→ Excerpted data
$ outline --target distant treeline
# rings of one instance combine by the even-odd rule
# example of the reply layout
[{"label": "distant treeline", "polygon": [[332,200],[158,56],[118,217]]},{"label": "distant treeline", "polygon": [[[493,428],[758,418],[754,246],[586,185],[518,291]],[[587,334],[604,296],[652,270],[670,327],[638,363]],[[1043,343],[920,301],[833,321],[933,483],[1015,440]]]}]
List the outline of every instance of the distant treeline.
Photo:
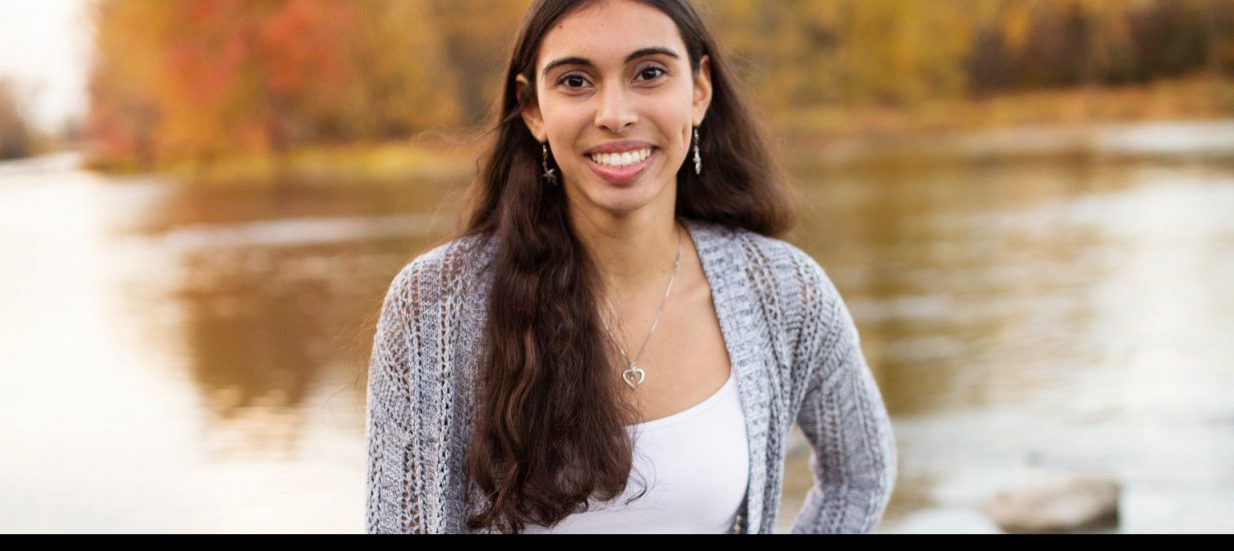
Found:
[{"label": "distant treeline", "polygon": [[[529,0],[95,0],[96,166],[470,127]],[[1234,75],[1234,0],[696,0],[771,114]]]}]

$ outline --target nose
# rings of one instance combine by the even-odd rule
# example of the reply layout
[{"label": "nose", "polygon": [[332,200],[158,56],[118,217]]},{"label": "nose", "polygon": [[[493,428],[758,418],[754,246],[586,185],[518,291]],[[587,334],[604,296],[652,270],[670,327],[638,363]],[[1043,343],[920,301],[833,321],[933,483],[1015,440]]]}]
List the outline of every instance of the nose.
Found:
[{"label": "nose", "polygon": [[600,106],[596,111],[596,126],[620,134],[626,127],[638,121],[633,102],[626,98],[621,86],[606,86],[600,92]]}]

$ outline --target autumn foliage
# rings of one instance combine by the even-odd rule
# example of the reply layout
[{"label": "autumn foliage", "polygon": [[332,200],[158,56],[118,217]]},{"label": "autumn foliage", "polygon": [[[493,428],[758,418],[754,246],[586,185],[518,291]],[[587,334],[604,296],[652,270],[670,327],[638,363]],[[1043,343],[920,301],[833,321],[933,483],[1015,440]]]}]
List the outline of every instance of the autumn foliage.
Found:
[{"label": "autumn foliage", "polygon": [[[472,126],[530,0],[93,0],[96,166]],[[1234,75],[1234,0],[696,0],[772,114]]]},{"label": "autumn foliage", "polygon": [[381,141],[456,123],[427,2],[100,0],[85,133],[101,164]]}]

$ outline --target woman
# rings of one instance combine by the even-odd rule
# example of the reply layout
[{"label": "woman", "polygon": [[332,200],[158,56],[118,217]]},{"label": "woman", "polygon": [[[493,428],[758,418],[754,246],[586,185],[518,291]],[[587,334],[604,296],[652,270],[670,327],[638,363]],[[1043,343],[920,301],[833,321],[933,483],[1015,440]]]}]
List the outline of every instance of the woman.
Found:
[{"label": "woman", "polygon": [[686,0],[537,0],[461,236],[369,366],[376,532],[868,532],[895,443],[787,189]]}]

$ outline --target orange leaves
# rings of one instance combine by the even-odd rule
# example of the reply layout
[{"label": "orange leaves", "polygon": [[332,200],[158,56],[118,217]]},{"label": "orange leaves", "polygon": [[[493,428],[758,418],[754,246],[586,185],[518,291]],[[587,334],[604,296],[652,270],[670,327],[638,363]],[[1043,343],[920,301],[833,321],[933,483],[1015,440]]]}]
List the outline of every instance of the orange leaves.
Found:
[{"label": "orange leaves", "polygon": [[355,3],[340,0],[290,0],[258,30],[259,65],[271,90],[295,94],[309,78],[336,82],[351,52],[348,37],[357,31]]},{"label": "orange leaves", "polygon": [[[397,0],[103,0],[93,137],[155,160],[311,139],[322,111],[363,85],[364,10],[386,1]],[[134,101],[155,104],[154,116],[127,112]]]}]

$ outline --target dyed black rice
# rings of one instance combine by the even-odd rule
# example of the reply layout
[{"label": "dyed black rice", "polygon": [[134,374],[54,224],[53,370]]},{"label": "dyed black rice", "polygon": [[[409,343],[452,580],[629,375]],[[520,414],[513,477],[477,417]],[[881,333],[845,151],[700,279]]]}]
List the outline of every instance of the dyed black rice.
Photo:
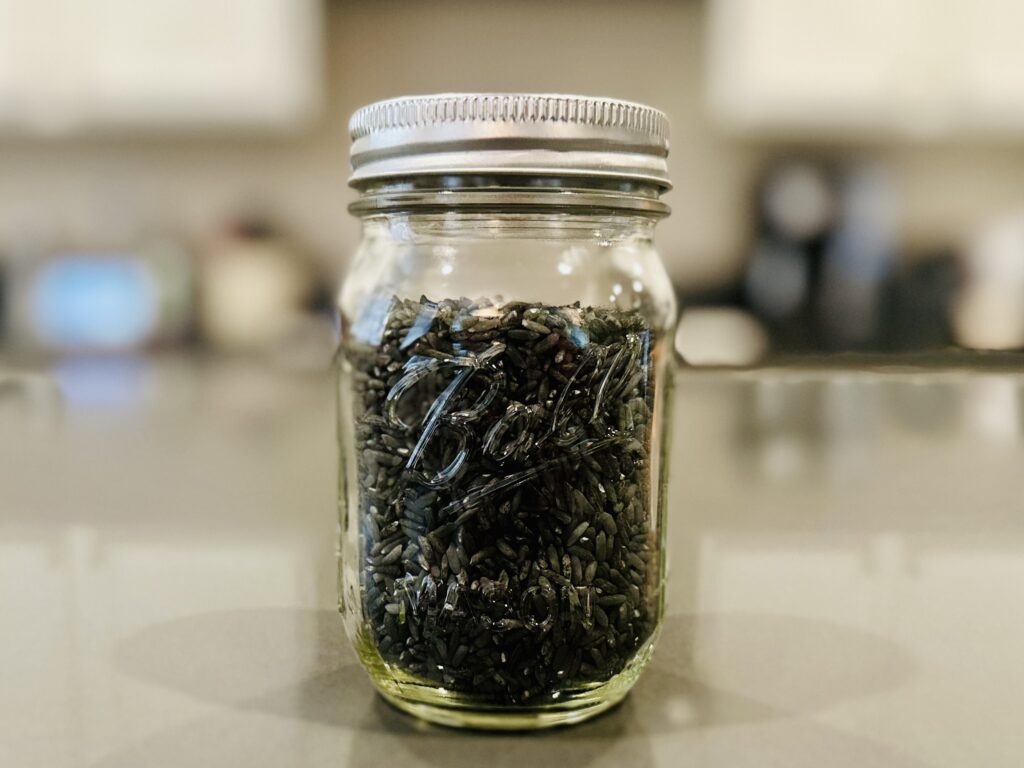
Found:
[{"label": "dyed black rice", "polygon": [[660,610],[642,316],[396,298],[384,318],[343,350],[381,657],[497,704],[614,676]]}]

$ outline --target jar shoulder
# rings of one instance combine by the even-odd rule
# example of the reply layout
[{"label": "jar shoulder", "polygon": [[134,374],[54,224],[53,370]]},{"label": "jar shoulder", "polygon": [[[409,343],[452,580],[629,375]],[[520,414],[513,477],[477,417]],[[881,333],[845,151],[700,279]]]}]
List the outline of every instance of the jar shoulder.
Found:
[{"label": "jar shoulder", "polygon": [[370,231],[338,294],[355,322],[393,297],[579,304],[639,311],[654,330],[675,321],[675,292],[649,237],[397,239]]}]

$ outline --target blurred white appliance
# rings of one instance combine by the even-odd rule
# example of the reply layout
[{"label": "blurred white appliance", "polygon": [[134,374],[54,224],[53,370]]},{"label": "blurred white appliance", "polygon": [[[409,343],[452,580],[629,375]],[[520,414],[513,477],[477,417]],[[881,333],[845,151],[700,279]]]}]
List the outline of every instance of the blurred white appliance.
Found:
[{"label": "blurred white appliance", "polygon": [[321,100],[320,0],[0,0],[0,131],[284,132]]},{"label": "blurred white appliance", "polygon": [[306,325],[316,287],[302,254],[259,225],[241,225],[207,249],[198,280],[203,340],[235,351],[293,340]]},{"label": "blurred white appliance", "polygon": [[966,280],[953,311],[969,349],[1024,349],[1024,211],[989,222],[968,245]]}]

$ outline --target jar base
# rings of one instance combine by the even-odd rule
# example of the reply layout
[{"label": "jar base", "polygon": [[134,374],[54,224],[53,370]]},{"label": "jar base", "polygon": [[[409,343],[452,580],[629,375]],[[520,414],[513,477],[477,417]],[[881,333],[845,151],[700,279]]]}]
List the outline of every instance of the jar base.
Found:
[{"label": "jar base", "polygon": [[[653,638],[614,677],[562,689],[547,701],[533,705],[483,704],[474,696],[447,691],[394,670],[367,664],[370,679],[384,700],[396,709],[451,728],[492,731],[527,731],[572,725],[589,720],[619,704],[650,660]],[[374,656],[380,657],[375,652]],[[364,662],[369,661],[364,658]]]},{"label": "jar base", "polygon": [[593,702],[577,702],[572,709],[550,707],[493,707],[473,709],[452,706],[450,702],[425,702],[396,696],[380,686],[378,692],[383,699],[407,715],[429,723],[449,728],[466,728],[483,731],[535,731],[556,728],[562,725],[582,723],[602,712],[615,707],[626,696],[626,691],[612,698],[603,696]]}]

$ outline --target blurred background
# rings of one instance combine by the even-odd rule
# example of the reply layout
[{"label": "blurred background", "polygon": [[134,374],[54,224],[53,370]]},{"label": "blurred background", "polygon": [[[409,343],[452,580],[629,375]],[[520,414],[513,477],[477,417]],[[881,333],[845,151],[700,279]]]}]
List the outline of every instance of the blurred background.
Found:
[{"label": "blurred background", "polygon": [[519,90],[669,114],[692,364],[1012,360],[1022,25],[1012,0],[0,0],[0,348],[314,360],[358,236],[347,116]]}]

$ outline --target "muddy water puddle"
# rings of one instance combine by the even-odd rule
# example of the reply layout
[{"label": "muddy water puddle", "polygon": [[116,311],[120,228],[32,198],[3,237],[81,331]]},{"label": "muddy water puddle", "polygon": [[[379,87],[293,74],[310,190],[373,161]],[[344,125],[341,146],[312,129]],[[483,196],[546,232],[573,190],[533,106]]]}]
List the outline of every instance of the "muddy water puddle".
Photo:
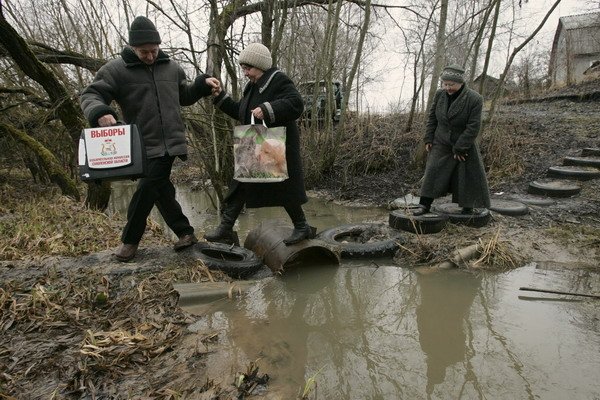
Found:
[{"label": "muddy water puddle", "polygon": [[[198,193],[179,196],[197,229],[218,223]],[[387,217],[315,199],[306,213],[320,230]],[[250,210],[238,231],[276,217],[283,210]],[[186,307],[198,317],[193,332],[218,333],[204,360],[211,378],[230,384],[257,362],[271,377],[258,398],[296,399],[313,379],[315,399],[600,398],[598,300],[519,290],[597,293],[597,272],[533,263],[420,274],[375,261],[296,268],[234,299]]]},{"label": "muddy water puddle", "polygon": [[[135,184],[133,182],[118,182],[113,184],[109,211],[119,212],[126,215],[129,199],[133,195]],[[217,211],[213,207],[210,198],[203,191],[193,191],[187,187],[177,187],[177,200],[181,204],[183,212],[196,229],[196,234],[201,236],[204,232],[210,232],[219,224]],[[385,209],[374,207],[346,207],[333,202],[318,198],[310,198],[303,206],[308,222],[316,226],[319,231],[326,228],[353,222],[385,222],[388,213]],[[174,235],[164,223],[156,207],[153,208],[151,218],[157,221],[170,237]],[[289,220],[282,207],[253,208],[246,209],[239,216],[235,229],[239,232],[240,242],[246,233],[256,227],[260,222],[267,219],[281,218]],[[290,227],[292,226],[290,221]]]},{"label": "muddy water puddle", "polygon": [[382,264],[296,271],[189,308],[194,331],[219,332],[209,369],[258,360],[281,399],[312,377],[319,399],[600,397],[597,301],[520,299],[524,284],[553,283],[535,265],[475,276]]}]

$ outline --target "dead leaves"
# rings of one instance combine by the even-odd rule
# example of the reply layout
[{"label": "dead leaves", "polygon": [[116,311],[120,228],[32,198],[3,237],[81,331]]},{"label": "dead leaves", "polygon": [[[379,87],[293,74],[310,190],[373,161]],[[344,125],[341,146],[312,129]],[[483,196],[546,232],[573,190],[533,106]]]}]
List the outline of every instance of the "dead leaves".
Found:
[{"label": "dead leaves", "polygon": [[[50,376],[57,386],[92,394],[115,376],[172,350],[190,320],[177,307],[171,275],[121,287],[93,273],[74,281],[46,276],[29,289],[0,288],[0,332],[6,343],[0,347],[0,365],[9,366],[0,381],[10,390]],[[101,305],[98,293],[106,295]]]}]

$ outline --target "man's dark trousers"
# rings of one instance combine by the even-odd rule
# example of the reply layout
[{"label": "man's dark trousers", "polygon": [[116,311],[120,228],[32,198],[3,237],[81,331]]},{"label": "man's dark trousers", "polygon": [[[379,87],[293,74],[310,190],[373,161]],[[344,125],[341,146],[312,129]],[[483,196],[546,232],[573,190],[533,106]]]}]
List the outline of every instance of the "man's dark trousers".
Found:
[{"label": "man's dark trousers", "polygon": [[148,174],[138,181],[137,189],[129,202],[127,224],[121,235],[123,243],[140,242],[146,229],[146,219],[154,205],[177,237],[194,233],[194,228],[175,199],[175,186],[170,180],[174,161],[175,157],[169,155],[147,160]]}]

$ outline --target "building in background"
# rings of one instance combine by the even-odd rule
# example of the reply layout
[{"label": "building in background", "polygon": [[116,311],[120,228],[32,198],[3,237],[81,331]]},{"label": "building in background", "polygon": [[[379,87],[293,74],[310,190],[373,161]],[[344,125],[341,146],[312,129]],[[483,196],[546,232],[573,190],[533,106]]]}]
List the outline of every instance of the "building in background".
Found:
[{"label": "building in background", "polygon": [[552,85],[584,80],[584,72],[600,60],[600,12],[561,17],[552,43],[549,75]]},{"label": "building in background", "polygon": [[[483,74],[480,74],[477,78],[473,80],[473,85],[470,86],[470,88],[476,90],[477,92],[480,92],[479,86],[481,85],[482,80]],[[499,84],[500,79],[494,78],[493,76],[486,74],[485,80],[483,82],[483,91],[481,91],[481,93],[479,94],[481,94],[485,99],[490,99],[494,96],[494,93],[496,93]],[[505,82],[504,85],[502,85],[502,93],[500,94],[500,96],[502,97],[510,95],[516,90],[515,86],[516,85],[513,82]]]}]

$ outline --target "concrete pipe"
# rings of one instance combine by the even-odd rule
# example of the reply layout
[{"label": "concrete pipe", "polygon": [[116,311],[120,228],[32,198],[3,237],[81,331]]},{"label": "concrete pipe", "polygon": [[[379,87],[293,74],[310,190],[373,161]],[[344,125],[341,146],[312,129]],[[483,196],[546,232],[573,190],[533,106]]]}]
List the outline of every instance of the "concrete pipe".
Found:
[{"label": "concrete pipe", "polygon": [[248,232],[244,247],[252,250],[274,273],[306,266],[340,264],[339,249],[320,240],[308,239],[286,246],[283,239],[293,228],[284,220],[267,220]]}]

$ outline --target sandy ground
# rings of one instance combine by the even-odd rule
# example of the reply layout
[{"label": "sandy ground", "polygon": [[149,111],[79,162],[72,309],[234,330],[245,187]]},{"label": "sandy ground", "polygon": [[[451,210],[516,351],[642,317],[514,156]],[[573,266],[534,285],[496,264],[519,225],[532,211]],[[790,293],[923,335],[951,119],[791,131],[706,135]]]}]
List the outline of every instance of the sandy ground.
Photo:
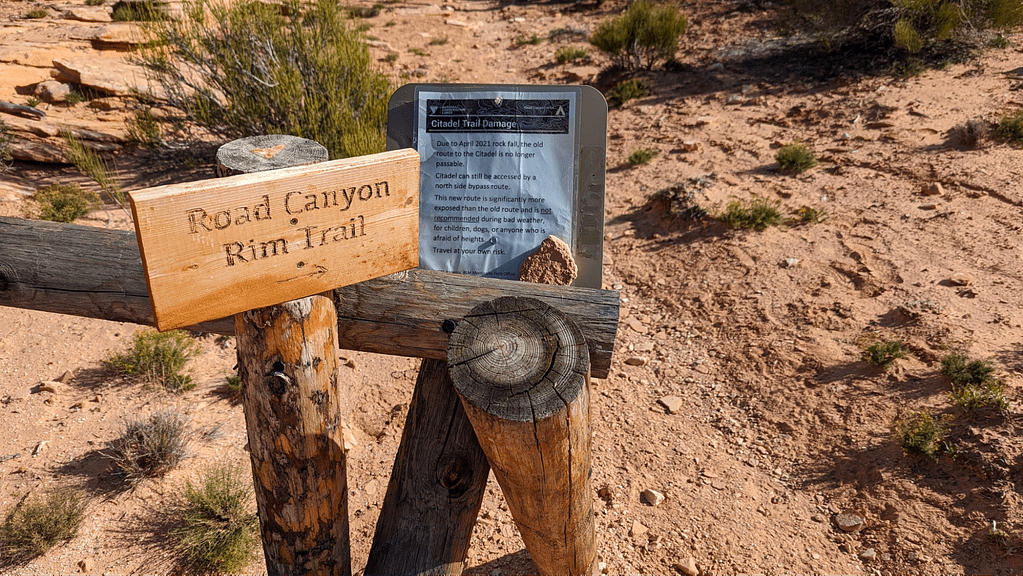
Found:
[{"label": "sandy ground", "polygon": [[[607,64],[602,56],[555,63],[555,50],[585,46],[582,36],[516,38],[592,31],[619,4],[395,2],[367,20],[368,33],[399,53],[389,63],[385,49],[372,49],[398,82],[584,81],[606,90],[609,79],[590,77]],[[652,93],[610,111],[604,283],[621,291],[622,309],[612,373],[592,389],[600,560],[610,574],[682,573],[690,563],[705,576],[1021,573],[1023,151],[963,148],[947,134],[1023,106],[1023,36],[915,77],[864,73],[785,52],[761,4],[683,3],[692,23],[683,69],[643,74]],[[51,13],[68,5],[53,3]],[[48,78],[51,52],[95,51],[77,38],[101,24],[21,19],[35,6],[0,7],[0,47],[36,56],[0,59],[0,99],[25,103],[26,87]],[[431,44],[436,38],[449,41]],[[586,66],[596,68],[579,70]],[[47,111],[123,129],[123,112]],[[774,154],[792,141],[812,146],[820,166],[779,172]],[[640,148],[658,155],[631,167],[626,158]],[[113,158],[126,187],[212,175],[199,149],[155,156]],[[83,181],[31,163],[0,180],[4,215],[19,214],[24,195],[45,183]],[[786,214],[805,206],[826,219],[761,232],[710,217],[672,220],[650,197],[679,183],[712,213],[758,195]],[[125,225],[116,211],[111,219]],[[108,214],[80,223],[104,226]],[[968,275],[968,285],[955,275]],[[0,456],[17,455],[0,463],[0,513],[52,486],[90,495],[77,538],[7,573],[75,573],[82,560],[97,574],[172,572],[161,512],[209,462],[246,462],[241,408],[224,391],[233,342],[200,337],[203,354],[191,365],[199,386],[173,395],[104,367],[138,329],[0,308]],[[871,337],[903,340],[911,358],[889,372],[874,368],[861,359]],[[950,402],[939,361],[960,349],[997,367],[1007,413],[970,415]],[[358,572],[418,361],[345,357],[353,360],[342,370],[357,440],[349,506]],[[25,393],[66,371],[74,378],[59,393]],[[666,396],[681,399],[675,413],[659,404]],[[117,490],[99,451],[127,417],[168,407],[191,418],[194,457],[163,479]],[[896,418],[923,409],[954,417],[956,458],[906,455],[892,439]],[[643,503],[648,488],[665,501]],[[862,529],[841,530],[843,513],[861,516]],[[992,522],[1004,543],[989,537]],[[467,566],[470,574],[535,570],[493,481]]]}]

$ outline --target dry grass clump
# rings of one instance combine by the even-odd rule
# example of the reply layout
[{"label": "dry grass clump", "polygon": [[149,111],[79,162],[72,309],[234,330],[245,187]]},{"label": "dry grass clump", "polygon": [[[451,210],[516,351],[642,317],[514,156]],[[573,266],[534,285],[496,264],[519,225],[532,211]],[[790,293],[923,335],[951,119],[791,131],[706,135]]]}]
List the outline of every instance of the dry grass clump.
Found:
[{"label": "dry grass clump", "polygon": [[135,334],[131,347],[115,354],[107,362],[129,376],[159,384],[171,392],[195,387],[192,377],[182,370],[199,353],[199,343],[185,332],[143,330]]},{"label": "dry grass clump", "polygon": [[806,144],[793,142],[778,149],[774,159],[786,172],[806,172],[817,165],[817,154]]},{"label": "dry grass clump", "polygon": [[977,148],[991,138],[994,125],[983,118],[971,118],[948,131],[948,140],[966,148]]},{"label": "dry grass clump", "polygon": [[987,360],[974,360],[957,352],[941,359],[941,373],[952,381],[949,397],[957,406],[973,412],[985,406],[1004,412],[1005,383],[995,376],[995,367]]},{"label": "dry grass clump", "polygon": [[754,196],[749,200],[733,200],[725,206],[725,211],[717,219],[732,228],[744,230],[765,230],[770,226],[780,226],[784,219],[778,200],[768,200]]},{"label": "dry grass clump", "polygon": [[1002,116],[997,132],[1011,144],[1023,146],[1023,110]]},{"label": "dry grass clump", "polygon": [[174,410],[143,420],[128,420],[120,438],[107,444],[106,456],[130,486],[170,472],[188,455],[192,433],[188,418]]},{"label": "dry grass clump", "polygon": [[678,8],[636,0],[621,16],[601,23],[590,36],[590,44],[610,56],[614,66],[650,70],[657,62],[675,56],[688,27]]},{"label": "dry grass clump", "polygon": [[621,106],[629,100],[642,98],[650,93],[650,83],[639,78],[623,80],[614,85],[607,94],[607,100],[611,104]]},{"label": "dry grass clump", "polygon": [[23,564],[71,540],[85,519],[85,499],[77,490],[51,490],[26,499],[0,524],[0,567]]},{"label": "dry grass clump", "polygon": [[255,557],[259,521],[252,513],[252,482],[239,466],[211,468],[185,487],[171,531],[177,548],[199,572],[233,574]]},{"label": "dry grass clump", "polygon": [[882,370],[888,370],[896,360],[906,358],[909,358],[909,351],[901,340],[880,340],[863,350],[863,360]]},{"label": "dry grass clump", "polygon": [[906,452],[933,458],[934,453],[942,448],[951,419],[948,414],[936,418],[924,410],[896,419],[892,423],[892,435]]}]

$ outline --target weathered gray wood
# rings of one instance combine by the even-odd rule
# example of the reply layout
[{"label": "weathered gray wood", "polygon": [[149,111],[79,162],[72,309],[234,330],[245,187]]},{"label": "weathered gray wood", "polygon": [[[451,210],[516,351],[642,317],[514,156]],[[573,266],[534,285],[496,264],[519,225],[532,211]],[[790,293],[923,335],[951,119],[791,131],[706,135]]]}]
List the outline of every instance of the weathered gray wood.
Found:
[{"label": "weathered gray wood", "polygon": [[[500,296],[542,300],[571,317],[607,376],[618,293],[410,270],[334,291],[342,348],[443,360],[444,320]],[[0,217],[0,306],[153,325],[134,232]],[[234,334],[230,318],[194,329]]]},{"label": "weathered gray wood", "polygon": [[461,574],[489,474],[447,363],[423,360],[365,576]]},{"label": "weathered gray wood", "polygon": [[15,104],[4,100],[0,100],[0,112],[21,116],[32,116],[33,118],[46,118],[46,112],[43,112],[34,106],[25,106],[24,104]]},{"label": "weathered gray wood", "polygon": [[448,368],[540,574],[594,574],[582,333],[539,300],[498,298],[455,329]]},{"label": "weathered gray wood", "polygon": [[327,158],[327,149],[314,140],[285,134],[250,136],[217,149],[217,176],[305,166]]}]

→ Task requirements
Print again the lines of the entries above that fall between the line holding "--target blurred white appliance" and the line holding "List the outline of every instance of the blurred background.", inclusive, exactly as they stand.

→ Answer area
$ outline --target blurred white appliance
# rings of one instance combine by the even-odd rule
# example of the reply layout
[{"label": "blurred white appliance", "polygon": [[134,374],[54,224],[53,370]]},{"label": "blurred white appliance", "polygon": [[[409,343],[452,580],[629,375]],[[520,414],[513,477],[477,417]],[[881,333],[845,151],[700,279]]]}]
List the outline of every instance of the blurred white appliance.
Found:
[{"label": "blurred white appliance", "polygon": [[321,100],[320,0],[0,0],[0,131],[284,132]]},{"label": "blurred white appliance", "polygon": [[306,325],[316,287],[302,254],[259,225],[241,225],[207,249],[198,280],[203,340],[235,351],[293,340]]},{"label": "blurred white appliance", "polygon": [[966,280],[953,311],[969,349],[1024,349],[1024,211],[989,222],[968,245]]}]

$ outline --target jar base
# rings of one instance combine by the even-odd rule
# example of the reply layout
[{"label": "jar base", "polygon": [[134,374],[54,224],[53,370]]},{"label": "jar base", "polygon": [[[409,343],[452,580],[629,375]],[[520,414],[513,477],[477,417]],[[881,333],[845,151],[700,279]]]}]
List the outline of every instance of the jar base.
Found:
[{"label": "jar base", "polygon": [[[653,638],[614,677],[562,689],[547,701],[533,705],[483,704],[474,696],[447,691],[394,670],[367,664],[370,679],[384,700],[396,709],[451,728],[492,731],[527,731],[572,725],[589,720],[619,704],[650,660]],[[374,656],[380,657],[375,652]],[[364,662],[369,661],[364,658]]]},{"label": "jar base", "polygon": [[593,702],[577,702],[572,709],[550,707],[493,707],[473,709],[452,706],[450,702],[425,702],[396,696],[380,686],[378,692],[383,699],[407,715],[429,723],[449,728],[466,728],[483,731],[535,731],[556,728],[562,725],[582,723],[602,712],[615,707],[626,696],[626,691],[612,698],[603,696]]}]

$ outline --target blurred background
# rings of one instance combine by the even-odd rule
# example of the reply layout
[{"label": "blurred background", "polygon": [[134,374],[54,224],[53,370]]},{"label": "blurred background", "polygon": [[[409,343],[452,580],[629,375]],[[520,414],[513,477],[477,417]],[[881,333],[845,151],[700,279]]]}]
List the outline of every instance of the blurred background.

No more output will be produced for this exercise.